As the dust begins to settle on June’s result (albeit with the lack of certainty no activation of Article 50 brings), a cursory look at the morning papers could leave you with the impression that the housing market is in the latter stages of an apocalypse.

So, to paraphrase a famous hobbit: ‘is there any hope’?

Well yes, the picture in September looks nothing like as bleak as it did on June 24 th . From East Yorkshire bucking the trend to an apparent stabilisation of transaction levels in July, there are a few reasons to be cheerful despite all the gloom. We run through the weird (yes East Yorkshire) and the almost wonderful stories to bring some much-needed hope to proceedings.

Transaction levels virtually unchanged from June to July

First up, the number of transactions for value over £40,000 across the UK rose very slightly from 103,450 in June to 104,200 in July, according to HMRC. While the figure represents a sharp decline from the 5.1% increase seen in the same period last year, this must be taken in context with the potential fallout from the changes to SDLT earlier in the year. It’s entirely possible that due to ‘front loading’ (i.e. the glut of home buyers looking to beat the deadline in April) we may see slower than anticipated growth until the last quarter of this year.

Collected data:
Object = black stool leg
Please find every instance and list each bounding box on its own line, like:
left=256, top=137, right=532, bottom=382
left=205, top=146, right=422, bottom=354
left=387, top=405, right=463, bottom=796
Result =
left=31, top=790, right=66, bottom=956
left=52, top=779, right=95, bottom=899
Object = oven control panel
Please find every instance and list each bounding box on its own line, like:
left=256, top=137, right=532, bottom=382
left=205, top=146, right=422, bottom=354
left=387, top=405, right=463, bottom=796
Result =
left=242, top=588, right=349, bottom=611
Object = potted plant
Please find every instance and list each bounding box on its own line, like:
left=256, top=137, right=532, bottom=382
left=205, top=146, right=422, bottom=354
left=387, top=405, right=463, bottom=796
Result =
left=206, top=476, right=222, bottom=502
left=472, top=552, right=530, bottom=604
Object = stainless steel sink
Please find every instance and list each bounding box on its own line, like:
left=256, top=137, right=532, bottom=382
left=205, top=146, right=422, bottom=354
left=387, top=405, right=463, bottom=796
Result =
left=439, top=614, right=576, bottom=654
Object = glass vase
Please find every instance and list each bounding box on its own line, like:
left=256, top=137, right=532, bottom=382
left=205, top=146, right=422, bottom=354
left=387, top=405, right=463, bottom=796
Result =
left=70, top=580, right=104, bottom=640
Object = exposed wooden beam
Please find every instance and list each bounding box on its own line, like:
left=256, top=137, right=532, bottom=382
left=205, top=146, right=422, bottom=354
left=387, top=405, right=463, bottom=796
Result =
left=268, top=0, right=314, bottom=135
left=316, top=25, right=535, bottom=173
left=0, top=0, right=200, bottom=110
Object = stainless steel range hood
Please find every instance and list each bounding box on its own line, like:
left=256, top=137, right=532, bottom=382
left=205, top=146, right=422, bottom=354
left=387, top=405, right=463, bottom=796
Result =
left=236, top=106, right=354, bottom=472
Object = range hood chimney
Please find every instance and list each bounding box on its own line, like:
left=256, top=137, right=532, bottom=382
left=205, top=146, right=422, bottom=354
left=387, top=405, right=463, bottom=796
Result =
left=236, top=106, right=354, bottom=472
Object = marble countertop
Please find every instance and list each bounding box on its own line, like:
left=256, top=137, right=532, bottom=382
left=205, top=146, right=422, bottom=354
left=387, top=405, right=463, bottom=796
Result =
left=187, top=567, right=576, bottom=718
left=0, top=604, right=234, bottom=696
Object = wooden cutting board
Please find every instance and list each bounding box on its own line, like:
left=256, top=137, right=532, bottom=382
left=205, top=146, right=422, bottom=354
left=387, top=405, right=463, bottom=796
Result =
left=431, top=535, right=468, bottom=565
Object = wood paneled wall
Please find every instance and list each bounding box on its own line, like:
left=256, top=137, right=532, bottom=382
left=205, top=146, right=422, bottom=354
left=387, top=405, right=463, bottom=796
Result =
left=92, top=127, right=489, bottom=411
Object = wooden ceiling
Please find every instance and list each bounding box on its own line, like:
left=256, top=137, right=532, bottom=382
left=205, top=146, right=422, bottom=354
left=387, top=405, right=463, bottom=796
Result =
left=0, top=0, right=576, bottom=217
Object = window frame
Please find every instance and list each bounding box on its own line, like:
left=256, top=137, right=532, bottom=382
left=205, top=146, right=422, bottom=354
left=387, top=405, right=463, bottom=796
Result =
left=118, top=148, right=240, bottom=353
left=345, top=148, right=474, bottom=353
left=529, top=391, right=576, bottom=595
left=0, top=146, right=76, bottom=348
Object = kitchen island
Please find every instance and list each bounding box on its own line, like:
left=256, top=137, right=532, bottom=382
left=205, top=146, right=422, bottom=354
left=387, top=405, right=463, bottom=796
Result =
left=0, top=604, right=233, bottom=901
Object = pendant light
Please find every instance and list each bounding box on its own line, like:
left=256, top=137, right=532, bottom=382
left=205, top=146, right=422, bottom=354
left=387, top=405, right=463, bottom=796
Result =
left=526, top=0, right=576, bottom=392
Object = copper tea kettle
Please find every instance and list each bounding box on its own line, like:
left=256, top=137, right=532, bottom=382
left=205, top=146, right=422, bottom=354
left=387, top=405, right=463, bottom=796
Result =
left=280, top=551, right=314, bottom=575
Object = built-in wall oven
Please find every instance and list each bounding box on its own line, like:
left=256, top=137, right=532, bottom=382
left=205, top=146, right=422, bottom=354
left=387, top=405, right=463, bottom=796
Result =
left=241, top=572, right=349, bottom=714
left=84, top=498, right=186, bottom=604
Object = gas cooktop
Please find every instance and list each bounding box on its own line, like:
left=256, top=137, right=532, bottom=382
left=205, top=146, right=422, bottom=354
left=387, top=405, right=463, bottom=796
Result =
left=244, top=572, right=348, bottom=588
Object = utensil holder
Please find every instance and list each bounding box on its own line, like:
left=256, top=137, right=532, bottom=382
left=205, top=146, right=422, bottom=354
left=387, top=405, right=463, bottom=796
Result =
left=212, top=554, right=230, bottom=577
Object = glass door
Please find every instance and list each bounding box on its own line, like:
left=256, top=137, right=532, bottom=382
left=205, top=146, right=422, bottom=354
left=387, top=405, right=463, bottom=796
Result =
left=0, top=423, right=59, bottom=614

Directions »
1. Translate this sentence from the housing market article into Spanish: "We run through the weird (yes East Yorkshire) and the almost wonderful stories to bring some much-needed hope to proceedings."
2. Please rewrite the housing market article from "As the dust" to "of an apocalypse.", swapping "morning papers" for "evening bulletins".
3. Answer these questions on the housing market article:
(a) Which region is described as bucking the trend?
(b) According to HMRC, how many UK transactions for value over £40,000 were there in July?
(c) What increase was seen in the same period last year?

Answers to the exercise »
1. Repasamos las historias extrañas (sí, East Yorkshire) y las casi maravillosas para aportar algo de esperanza muy necesaria a la situación.

2.
As the dust begins to settle on June’s result (albeit with the lack of certainty no activation of Article 50 brings), a cursory look at the evening bulletins could leave you with the impression that the housing market is in the latter stages of an apocalypse.

3.
(a) East Yorkshire
(b) 104,200
(c) 5.1%